Source text Start Marker

Stochastic cooling is implemented at several stages of the LEAR experimental setup, at different momenta. The focus of stochastic cooling is to restrict the motion of particles in the beam and control their energies close to a certain value. From 1987, the setup included electron cooling, using the electron cooler from the Initial Cooling Experiment (ICE) to complement the stochastic cooling. Using cooling, high quality beams at low energies and low emittances could be produced.

== Results ==
There was a total of 27 experiments performed during LEAR's 14 years of running. Several meson spectroscopy experiments were set up at LEAR to analyse the rare meson resonances produced in nucleon-antiproton annilhilation. These included the Crystal Barrel, OBELIX and JETSET experiments. Furthermore, matter-antimatter symmetry was investigated by studying specific proton-antiproton interactions, resulting in detailed measurements of CP violation. The mass difference between the proton and antiproton was also studied at LEAR with an accuracy in 1 part in 10^{10}.

== Conversion to LEIR ==
In 1996, LEAR was converted into the Low Energy Ion Ring, which has since been used in the lead ion injection process for the Large Hadron Collider. Low energy antiproton research continues at CERN using the Antiproton Decelerator. It was built as a successor for LEAR and started operation in 2000.

Source text End Marker

* _Task requirements_:
How many experiments does the text on LEAR say were performed during its 14 years of running?

Data section Start Marker

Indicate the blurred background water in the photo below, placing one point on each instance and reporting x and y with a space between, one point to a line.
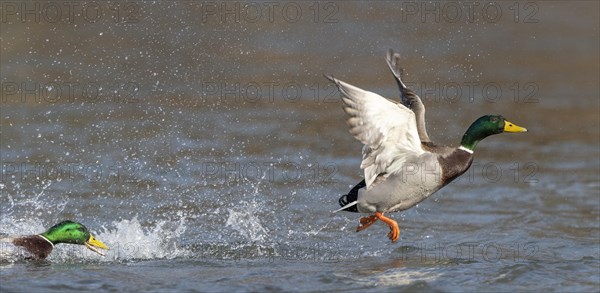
200 141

Data section End Marker

* _Exercise solution_:
A total of 27 experiments.